**What the task asks:**
Copy out, unchanged, the stretch of the listing from the line containing "If you could point to the white road" through the end of the listing.

**Record excerpts:**
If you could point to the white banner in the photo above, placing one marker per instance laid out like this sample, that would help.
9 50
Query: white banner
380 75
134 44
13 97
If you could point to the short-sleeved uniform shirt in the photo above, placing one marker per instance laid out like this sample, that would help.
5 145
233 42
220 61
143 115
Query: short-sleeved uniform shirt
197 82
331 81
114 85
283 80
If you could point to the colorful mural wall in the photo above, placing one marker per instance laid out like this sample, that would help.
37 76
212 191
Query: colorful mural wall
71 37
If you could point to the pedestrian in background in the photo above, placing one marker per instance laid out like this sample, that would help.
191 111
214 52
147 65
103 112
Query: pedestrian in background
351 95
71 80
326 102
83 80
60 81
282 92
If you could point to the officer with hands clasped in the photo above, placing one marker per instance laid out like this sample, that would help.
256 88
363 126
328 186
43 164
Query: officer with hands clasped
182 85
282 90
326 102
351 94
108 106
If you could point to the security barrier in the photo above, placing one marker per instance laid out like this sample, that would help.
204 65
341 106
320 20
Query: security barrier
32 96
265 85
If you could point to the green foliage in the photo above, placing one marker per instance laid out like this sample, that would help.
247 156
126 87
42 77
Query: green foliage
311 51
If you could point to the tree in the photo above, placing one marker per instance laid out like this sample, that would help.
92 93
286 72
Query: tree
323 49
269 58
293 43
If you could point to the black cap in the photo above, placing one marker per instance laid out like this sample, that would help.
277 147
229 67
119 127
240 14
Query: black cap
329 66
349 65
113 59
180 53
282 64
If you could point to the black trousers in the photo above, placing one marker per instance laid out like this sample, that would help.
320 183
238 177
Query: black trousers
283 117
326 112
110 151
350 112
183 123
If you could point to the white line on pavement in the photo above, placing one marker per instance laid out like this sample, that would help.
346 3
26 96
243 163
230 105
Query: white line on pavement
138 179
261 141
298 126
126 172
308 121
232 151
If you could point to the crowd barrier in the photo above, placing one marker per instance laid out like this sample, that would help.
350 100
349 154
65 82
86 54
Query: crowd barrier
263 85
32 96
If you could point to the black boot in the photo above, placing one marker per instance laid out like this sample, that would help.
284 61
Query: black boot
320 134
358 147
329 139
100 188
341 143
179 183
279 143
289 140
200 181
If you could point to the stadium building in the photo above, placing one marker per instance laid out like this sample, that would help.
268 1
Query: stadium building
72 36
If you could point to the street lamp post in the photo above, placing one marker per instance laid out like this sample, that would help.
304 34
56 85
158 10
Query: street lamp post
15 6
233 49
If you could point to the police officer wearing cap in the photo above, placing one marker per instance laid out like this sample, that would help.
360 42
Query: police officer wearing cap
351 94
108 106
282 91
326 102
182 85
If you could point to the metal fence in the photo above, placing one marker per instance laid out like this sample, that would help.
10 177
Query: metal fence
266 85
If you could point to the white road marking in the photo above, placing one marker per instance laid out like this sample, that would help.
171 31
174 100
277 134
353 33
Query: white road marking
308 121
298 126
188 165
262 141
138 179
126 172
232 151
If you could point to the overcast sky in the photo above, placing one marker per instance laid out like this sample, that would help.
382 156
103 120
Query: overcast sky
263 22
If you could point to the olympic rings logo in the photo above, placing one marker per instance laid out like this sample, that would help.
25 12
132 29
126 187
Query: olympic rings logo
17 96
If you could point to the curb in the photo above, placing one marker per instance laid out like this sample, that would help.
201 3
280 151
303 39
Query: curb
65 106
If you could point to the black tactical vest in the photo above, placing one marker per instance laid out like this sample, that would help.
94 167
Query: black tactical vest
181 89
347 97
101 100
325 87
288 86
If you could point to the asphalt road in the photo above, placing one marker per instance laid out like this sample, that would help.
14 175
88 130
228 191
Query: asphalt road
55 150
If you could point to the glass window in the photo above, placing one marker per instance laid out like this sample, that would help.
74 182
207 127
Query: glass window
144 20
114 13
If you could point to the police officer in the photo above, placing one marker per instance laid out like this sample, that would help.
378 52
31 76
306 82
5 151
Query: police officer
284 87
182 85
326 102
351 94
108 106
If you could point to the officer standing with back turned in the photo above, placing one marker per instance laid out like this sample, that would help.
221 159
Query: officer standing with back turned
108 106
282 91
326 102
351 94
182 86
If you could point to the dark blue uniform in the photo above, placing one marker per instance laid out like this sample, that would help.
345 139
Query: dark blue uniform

**Task output:**
If you could point to the white road marking in the photo above, placing one marker per instance laid out like this sample, that would help.
171 31
174 100
277 134
353 33
Query: white road marking
308 121
298 126
188 165
262 141
138 179
126 172
232 151
If you could point to the overcast sky in the photo above, placing one marker per instance laid out like this sample, that would help.
382 156
103 120
Query: overcast sky
263 22
If you could point to the olympic rings logo in the photo above, placing one marker per instance laid out like this sample, that would help.
25 12
132 29
126 187
Query: olympic rings logo
17 96
If you could point to the curb in the photo above, placing one marker per instance laid out like this sample, that would help.
201 3
280 151
303 39
Query: curb
65 106
If you could point to the black tactical vest in the photo above, placing one marker per instance laid out like this sample, that would help.
94 167
Query: black tactical vest
181 89
347 97
101 100
325 87
288 86
If you could point to the asphalt road in the photo above, placing one marker per instance laid out like this sample, that would help.
14 175
88 130
228 191
Query: asphalt road
55 150
If you could point to the glass window in the photo above, placing one marker per instance laid out like this sample, that would help.
74 182
207 127
Query: glass window
144 20
114 13
If you could point to the police officer in the photo above, placing one marker per instance laid out like this sample, that would help.
378 52
31 76
306 82
5 151
Query: police officer
284 87
182 85
326 102
351 94
108 106
If you could point to the officer standing with back turned in the photo above, placing one marker per instance laid out like this sample, that would help.
221 159
Query: officer standing with back turned
108 106
282 91
326 102
351 94
182 86
If you could point to the dark blue uniform in the photo above, placing one marker per instance laid out like this sample, that would help.
345 139
Query: dark blue uniform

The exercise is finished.